What you should do:
Down to the last line, print the data that follows exactly, without its pictures.

Dataset entries
Content starts
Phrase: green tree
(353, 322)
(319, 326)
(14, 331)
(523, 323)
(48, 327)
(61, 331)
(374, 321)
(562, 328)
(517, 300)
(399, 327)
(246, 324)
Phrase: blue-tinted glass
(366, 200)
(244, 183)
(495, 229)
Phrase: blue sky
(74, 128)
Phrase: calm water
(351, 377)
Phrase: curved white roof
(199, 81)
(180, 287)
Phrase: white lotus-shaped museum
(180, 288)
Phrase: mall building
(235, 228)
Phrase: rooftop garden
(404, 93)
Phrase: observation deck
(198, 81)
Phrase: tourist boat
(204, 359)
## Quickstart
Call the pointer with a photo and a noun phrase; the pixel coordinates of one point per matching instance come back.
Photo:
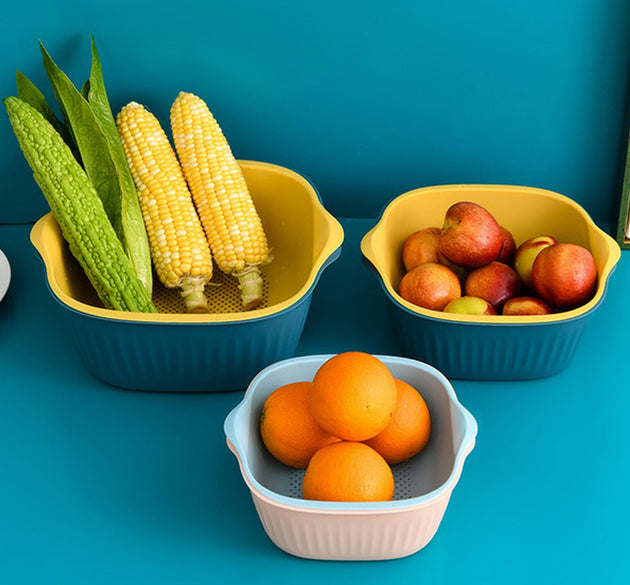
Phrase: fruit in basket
(495, 282)
(227, 212)
(526, 305)
(420, 247)
(565, 275)
(508, 247)
(526, 254)
(353, 396)
(467, 305)
(430, 285)
(409, 430)
(288, 428)
(348, 471)
(470, 235)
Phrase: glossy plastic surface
(214, 352)
(354, 530)
(490, 347)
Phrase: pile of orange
(347, 426)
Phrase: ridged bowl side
(184, 357)
(486, 352)
(338, 536)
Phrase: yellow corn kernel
(179, 249)
(227, 212)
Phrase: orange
(287, 427)
(348, 472)
(409, 430)
(353, 396)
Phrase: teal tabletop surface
(101, 485)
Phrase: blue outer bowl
(143, 355)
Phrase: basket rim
(370, 257)
(329, 253)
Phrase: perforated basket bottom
(403, 482)
(222, 293)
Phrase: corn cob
(180, 251)
(230, 220)
(78, 210)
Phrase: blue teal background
(368, 99)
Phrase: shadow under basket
(219, 351)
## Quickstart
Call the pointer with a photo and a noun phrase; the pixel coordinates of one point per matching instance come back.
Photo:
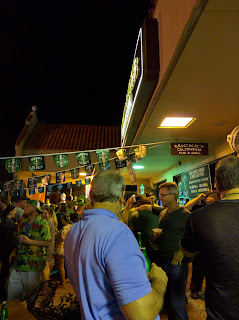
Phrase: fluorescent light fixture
(137, 167)
(176, 122)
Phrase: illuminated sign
(143, 79)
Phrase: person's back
(214, 232)
(218, 227)
(104, 263)
(95, 242)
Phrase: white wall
(221, 149)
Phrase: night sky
(71, 59)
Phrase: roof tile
(72, 137)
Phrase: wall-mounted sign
(143, 79)
(61, 160)
(13, 165)
(83, 158)
(189, 148)
(196, 181)
(36, 163)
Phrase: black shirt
(173, 225)
(214, 232)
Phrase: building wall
(172, 16)
(218, 150)
(146, 183)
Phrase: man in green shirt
(34, 238)
(172, 222)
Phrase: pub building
(50, 162)
(182, 93)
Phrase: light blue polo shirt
(105, 265)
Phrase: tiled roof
(72, 137)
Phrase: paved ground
(195, 308)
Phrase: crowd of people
(32, 238)
(105, 266)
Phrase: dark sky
(72, 59)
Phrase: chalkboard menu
(196, 181)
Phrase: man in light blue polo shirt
(104, 263)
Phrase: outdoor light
(176, 122)
(138, 167)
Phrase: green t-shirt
(173, 225)
(30, 257)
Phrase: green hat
(34, 203)
(81, 200)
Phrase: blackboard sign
(194, 149)
(196, 181)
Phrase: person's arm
(149, 306)
(139, 297)
(189, 205)
(39, 243)
(145, 207)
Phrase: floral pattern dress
(59, 250)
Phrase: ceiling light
(176, 122)
(137, 167)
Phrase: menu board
(196, 181)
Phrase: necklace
(229, 194)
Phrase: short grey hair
(227, 173)
(171, 187)
(107, 186)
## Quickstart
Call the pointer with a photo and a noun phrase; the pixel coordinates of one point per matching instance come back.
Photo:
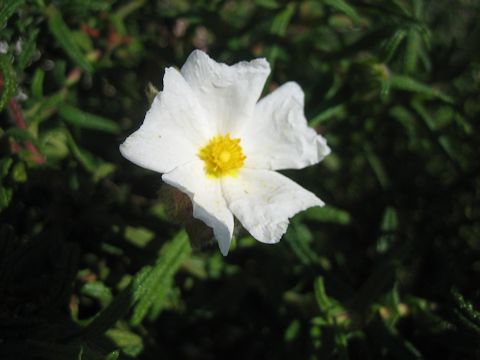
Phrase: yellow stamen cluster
(223, 156)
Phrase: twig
(17, 114)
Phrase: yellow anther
(223, 156)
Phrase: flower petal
(173, 130)
(227, 93)
(264, 200)
(208, 202)
(278, 137)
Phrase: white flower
(211, 139)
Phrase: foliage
(94, 263)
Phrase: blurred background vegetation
(94, 263)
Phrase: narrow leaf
(402, 82)
(63, 35)
(8, 89)
(328, 214)
(345, 7)
(159, 281)
(86, 120)
(281, 21)
(7, 10)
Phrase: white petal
(227, 93)
(208, 202)
(264, 200)
(278, 137)
(173, 130)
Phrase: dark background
(94, 263)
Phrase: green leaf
(9, 85)
(328, 214)
(19, 173)
(6, 195)
(114, 355)
(159, 282)
(139, 236)
(145, 288)
(5, 165)
(65, 38)
(37, 83)
(28, 48)
(128, 341)
(327, 114)
(97, 290)
(7, 10)
(345, 7)
(403, 82)
(268, 4)
(86, 120)
(389, 226)
(280, 21)
(119, 307)
(391, 45)
(85, 158)
(412, 51)
(376, 165)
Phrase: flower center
Content ends
Problem solution:
Phrase: green tree
(353, 322)
(319, 326)
(14, 331)
(523, 323)
(48, 327)
(61, 331)
(374, 321)
(562, 328)
(517, 300)
(399, 327)
(246, 324)
Phrase: blue-tinted glass
(366, 200)
(244, 183)
(495, 229)
Phrase: blue sky
(74, 128)
Phrase: calm water
(351, 377)
Phrase: curved white roof
(199, 81)
(180, 287)
Phrase: white lotus-shaped museum
(180, 288)
Phrase: mall building
(235, 228)
Phrase: rooftop garden
(404, 93)
Phrase: observation deck
(198, 81)
Phrase: tourist boat
(204, 359)
## Quickstart
Call the pointer with a photo and a noun phrase; the pixel coordinates of one point per matching instance come back.
Photo:
Phrase: fruit in basket
(495, 282)
(227, 212)
(526, 305)
(420, 247)
(565, 275)
(508, 247)
(526, 254)
(353, 396)
(467, 305)
(430, 285)
(409, 430)
(288, 428)
(348, 471)
(470, 235)
Phrase: glossy plastic surface
(214, 352)
(354, 530)
(490, 347)
Phrase: pile of orange
(347, 426)
Phrase: ridged bowl side
(184, 357)
(486, 352)
(338, 536)
Phrase: yellow corn kernel
(179, 249)
(227, 212)
Phrase: orange
(287, 427)
(348, 472)
(409, 430)
(353, 396)
Phrase: teal tabletop surface
(101, 485)
Phrase: blue outer bowl
(143, 355)
Phrase: basket rim
(370, 257)
(329, 253)
Phrase: perforated basket bottom
(403, 482)
(222, 293)
Phrase: corn cob
(180, 251)
(230, 220)
(78, 210)
Phrase: blue teal background
(368, 99)
Phrase: shadow under basket
(219, 351)
## Quickstart
Call the pointer with a photo and a noun phrase; the pixel coordinates of one point per matching instance come back.
Photo:
Phrase: fluorescent light fixture
(137, 167)
(176, 122)
Phrase: illuminated sign
(143, 79)
Phrase: person's back
(214, 232)
(218, 227)
(104, 263)
(95, 242)
Phrase: white wall
(221, 149)
Phrase: night sky
(71, 59)
Phrase: roof tile
(72, 137)
Phrase: wall-mounted sign
(143, 79)
(61, 160)
(13, 165)
(83, 158)
(189, 148)
(196, 181)
(36, 163)
Phrase: black shirt
(173, 225)
(214, 232)
Phrase: building wall
(172, 16)
(218, 150)
(146, 183)
Phrase: man in green shirt
(34, 238)
(172, 222)
Phrase: pub building
(50, 162)
(182, 93)
Phrase: light blue polo shirt
(105, 265)
Phrase: tiled roof
(72, 137)
Phrase: paved ground
(195, 308)
Phrase: crowd of people
(32, 238)
(105, 266)
Phrase: dark sky
(72, 59)
Phrase: chalkboard menu
(196, 181)
Phrase: man in light blue polo shirt
(104, 263)
Phrase: outdoor light
(176, 122)
(138, 167)
Phrase: green t-shirt
(173, 225)
(30, 257)
Phrase: green hat
(34, 203)
(81, 200)
Phrase: blackboard sign
(194, 149)
(196, 181)
Phrase: person's arm
(149, 306)
(139, 297)
(189, 205)
(39, 243)
(145, 207)
Phrase: floral pattern dress
(59, 250)
Phrase: ceiling light
(176, 122)
(137, 167)
Phrase: menu board
(196, 181)
Phrase: necklace
(229, 194)
Phrase: short grey hair
(227, 173)
(171, 187)
(107, 186)
## Quickstart
Call the pointer with a photo and a noun phrase; the pixel coordinates of one point per matching instance come back.
Photo:
Phrase: yellow stamen cluster
(223, 156)
Phrase: twig
(17, 114)
Phrase: yellow anther
(223, 156)
Phrase: flower petal
(173, 130)
(227, 93)
(264, 200)
(208, 202)
(278, 137)
Phrase: white flower
(211, 139)
Phrase: foliage
(94, 263)
Phrase: blurred background vegetation
(94, 263)
Phrase: narrow leaf
(402, 82)
(63, 35)
(8, 89)
(328, 214)
(345, 7)
(159, 281)
(86, 120)
(281, 21)
(7, 10)
Phrase: white petal
(227, 93)
(208, 202)
(264, 200)
(278, 137)
(173, 130)
Phrase: dark background
(94, 263)
Phrase: green leaf
(9, 85)
(328, 214)
(19, 173)
(6, 195)
(114, 355)
(159, 282)
(139, 236)
(145, 288)
(5, 165)
(65, 38)
(37, 83)
(28, 48)
(128, 341)
(327, 114)
(97, 290)
(7, 10)
(345, 7)
(403, 82)
(268, 4)
(86, 120)
(389, 226)
(280, 21)
(119, 307)
(391, 45)
(85, 158)
(412, 51)
(376, 165)
Phrase: flower center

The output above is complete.